• How to complete this task: Down to the final line, write out the data below exactly.

Collected data:
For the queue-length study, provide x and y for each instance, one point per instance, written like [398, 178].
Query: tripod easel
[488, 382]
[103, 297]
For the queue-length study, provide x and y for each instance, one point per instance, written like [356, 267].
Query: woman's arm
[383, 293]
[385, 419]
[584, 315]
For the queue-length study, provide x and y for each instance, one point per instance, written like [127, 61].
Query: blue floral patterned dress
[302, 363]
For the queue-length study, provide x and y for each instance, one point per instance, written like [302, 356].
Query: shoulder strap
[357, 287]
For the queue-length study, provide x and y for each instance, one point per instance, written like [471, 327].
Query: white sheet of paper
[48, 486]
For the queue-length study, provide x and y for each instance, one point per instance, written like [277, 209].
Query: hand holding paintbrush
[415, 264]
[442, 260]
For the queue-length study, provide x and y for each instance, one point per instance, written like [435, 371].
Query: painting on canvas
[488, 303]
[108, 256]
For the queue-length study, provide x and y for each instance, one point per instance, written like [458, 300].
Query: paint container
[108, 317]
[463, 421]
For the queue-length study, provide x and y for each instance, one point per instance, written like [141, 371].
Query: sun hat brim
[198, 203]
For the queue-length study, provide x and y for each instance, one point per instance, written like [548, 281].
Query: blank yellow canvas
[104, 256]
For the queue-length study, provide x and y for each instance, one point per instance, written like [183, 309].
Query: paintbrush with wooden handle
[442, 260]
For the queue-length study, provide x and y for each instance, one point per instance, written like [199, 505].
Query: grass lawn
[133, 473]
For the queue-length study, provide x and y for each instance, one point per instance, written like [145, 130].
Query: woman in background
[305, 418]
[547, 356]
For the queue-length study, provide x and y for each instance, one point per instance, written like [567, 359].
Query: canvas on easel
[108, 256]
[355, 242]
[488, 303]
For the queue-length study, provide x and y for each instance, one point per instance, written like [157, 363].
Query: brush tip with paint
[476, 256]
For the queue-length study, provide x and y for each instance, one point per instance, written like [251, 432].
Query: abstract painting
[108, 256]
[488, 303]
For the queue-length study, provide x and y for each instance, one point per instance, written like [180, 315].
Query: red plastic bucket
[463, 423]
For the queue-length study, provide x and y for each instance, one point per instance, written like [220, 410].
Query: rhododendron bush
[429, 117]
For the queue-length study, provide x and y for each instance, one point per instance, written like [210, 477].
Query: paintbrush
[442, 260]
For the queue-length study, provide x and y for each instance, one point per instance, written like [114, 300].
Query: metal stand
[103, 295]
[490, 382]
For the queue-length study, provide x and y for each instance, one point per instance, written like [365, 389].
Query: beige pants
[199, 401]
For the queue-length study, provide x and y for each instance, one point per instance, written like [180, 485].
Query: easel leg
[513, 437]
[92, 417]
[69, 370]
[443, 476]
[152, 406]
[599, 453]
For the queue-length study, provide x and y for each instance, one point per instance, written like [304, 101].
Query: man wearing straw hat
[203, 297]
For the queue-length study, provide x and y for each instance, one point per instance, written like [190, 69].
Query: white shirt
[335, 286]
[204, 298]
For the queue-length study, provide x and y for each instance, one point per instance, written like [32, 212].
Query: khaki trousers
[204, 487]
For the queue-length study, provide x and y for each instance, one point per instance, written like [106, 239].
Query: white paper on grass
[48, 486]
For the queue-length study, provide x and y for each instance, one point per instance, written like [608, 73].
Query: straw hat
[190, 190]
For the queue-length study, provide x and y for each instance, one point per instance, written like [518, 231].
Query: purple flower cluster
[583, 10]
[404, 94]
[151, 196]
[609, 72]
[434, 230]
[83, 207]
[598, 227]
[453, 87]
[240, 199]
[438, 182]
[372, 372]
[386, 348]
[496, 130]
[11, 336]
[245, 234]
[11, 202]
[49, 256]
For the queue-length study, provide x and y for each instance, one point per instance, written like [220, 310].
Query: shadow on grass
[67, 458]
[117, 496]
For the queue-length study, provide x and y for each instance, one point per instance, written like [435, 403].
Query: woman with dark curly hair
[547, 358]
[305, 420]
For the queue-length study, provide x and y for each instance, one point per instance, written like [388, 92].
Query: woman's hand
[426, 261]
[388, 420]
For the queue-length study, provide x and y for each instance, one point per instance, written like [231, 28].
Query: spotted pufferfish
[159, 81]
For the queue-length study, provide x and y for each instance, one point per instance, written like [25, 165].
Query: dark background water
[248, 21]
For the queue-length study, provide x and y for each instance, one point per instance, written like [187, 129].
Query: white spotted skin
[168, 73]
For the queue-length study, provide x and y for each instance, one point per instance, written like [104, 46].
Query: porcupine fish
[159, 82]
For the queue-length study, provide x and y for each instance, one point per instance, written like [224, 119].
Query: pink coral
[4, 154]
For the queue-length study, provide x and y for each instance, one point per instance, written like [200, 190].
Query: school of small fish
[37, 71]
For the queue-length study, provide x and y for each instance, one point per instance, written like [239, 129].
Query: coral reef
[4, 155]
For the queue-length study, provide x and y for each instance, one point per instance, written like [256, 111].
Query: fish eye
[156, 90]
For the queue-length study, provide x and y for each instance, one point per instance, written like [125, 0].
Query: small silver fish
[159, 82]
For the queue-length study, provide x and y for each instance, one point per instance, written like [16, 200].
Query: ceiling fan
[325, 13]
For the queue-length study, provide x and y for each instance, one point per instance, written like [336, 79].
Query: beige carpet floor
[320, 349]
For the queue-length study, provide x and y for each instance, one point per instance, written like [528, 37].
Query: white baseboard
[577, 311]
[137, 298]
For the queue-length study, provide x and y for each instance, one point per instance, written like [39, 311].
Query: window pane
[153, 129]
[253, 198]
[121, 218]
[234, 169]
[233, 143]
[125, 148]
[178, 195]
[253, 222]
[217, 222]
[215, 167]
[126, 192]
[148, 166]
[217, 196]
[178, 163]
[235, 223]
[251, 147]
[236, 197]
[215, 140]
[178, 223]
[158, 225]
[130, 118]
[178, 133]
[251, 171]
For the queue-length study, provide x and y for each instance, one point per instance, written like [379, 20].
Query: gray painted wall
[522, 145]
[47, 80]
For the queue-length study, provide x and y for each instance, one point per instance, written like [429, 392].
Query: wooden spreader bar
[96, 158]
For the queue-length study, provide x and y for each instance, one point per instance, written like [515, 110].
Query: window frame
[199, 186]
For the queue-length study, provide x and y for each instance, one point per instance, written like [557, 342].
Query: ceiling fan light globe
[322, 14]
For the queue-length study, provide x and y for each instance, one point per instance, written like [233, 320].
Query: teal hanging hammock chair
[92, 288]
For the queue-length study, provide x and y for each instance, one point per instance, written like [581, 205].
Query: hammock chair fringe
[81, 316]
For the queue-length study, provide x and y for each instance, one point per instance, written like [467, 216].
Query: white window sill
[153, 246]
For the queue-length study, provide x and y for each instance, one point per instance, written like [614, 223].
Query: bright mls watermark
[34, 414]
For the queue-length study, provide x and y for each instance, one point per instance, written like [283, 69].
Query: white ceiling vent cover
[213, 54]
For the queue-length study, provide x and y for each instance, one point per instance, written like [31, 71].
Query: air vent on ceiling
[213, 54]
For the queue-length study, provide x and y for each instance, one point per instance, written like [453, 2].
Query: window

• Your solution:
For the queue-length study, provide x and y for each instance, one point per instance, written like [398, 178].
Query: tripod easel
[488, 382]
[103, 297]
For the queue-length study, provide x and y for each instance, one point per instance, written like [356, 267].
Query: woman's arm
[383, 293]
[385, 419]
[584, 315]
For the queue-length study, provide x and y for each instance, one point per instance, written like [127, 61].
Query: blue floral patterned dress
[302, 363]
For the queue-length study, provide x and y for each instance, one point per instance, written like [302, 356].
Query: shoulder strap
[357, 287]
For the queue-length study, provide x and y for each instance, one point per instance, written like [471, 327].
Query: white sheet of paper
[48, 486]
For the queue-length study, provide x and y for each instance, one point per instance, written like [277, 209].
Query: hand holding paintbrush
[415, 264]
[442, 260]
For the queue-length study, provide x and y for each instance, one point per instance, written like [435, 371].
Query: painting on canvas
[488, 303]
[108, 256]
For the queue-length study, provide x and y for each instance, one point per instance, written like [458, 300].
Query: paint container
[108, 317]
[463, 421]
For the queue-length study, provide x and y for each instance, one point per instance, written like [141, 371].
Query: sun hat brim
[198, 203]
For the queue-length study, provide x and y for each instance, one point per instance, written like [548, 281].
Query: blank yellow canvas
[104, 256]
For the queue-length study, provide x and y for each instance, one point per instance, written like [183, 309].
Query: paintbrush with wooden handle
[442, 260]
For the queue-length study, provide x and y for each instance, one point per instance, written like [199, 505].
Query: grass lawn
[133, 473]
For the queue-length study, provide x and y for each instance, one point per instance, written like [145, 130].
Query: woman in background
[305, 418]
[547, 356]
For the queue-length study, provide x and y for each instance, one point per instance, written like [567, 359].
Query: canvas on easel
[108, 256]
[355, 242]
[488, 303]
For the queue-length study, provide x and y for each instance, one point per instance, written like [157, 363].
Query: brush tip with paint
[476, 256]
For the queue-length study, provide x and y for each instance, one point per instance, written like [251, 432].
Query: abstract painting
[108, 256]
[488, 303]
For the queue-length study, provide x and y for each instance, one point per instance, written like [180, 315].
Query: red plastic bucket
[463, 423]
For the queue-length study, provide x and y for each instance, one point per instance, written like [220, 410].
Query: rhododendron bush
[429, 117]
For the queue-length study, provide x and y for each instance, one point per instance, written like [210, 477].
Query: paintbrush
[442, 260]
For the queue-length study, provide x and y for each instance, one point per instance, written like [114, 300].
Query: metal stand
[103, 295]
[490, 382]
For the queue-length study, provide x and y for each instance, one point per instance, written like [365, 389].
Query: beige pants
[199, 401]
For the queue-length study, provide x and y for each instance, one point per instance, written like [180, 485].
Query: easel leg
[513, 437]
[92, 417]
[69, 370]
[443, 476]
[152, 406]
[599, 453]
For the queue-length study, provide x and y for each instance, one point per instance, written like [304, 101].
Query: man wearing straw hat
[203, 297]
For the queue-length study, provide x and y for each instance, one point per instance, written like [190, 69].
Query: white shirt
[335, 286]
[204, 298]
For the queue-length study, provide x and y for each instance, one point per instance, written like [32, 212].
Query: khaki trousers
[204, 487]
For the queue-length study, provide x and y for each instance, one point per instance, written like [106, 239].
Query: white paper on grass
[48, 486]
For the queue-length study, provide x and y for each instance, one point per instance, written like [608, 73].
Query: straw hat
[190, 190]
For the queue-length study, provide x and y for each instance, one point per instance, written like [518, 231].
Query: purple flower cluster
[583, 10]
[404, 94]
[151, 196]
[609, 72]
[434, 230]
[83, 207]
[598, 227]
[453, 87]
[240, 199]
[438, 182]
[372, 372]
[386, 348]
[496, 130]
[11, 336]
[245, 234]
[11, 202]
[49, 256]
For the queue-length study, provide x and y for each instance, one point per instance, written like [220, 310].
Query: shadow on grass
[67, 458]
[117, 496]
For the queue-length study, provide x and y for each instance, one point per instance, written like [435, 403].
Query: woman with dark curly hair
[547, 358]
[305, 420]
For the queue-length study, provide x and y for each instance, one point per instance, written like [388, 92].
Query: woman's hand
[426, 261]
[388, 420]
For the queue-length study, provide x and y for each instance, one point per instance, written like [231, 28].
Query: spotted pufferfish
[159, 81]
For the queue-length study, provide x and y for each instance, one point per instance, written like [25, 165].
Query: dark background water
[248, 21]
For the queue-length study, provide x and y for each instance, one point per instance, written like [187, 129].
Query: white spotted skin
[168, 73]
For the queue-length study, provide x and y for each instance, one point per instance, written like [104, 46].
Query: porcupine fish
[159, 82]
For the queue-length study, provide x and y for each instance, one point per instance, written like [224, 119].
Query: pink coral
[4, 154]
For the queue-length study, provide x and y for each instance, one point per instance, written like [200, 190].
Query: school of small fish
[37, 71]
For the queue-length study, provide x and y for each instance, one point per instance, written like [239, 129].
Query: coral reef
[4, 155]
For the queue-length study, provide x and y for each instance, one point per instance, written like [256, 111].
Query: fish eye
[156, 90]
For the queue-length study, provide x and y for each instance, one point per instance, written like [125, 0].
Query: small silver fish
[159, 82]
For the queue-length study, provide x and y for each instance, one point per instance, written like [16, 200].
Query: ceiling fan
[325, 13]
For the queue-length study, provide x and y for each instance, one point per instance, written like [336, 79].
Query: beige carpet floor
[320, 349]
For the queue-length study, provide x and y for each instance, one point per instance, written like [528, 37].
Query: white baseboard
[577, 311]
[137, 298]
For the queue-length study, provide x and y for each instance, one point per instance, written like [39, 311].
Query: window pane
[153, 129]
[253, 198]
[121, 218]
[234, 169]
[233, 143]
[125, 148]
[178, 195]
[253, 222]
[217, 222]
[215, 167]
[126, 192]
[148, 166]
[217, 196]
[178, 163]
[235, 223]
[251, 147]
[236, 197]
[215, 140]
[178, 223]
[158, 225]
[130, 118]
[178, 133]
[251, 171]
For the queue-length study, provide x and y for each instance, one point per instance, written like [379, 20].
Query: gray painted wall
[522, 145]
[47, 80]
For the queue-length study, provide x and y for each instance, one point per instance, written like [429, 392].
Query: wooden spreader bar
[96, 158]
For the queue-length study, provide x and y for each instance, one point per instance, written like [515, 110].
Query: window frame
[199, 186]
For the queue-length study, provide x and y for each instance, one point per instance, written like [557, 342].
Query: ceiling fan light globe
[322, 14]
For the queue-length study, provide x and y for each instance, one point per instance, written like [233, 320].
Query: teal hanging hammock chair
[92, 288]
For the queue-length study, provide x and y for each instance, one point per instance, written like [581, 205].
Query: hammock chair fringe
[81, 316]
For the queue-length study, provide x and y for each instance, one point per instance, written like [467, 216].
Query: white window sill
[153, 246]
For the queue-length study, provide x and y for each instance, one point per instance, written like [614, 223].
Query: bright mls watermark
[34, 414]
For the queue-length study, provide x and y for each instance, one point per instance, written like [283, 69].
Query: white ceiling vent cover
[213, 54]
For the queue-length study, provide x and y for each instance, one point per instance, written like [31, 71].
Query: air vent on ceiling
[213, 54]
For the queue-length study, provide x and y for each instance, one point per instance, written like [453, 2].
Query: window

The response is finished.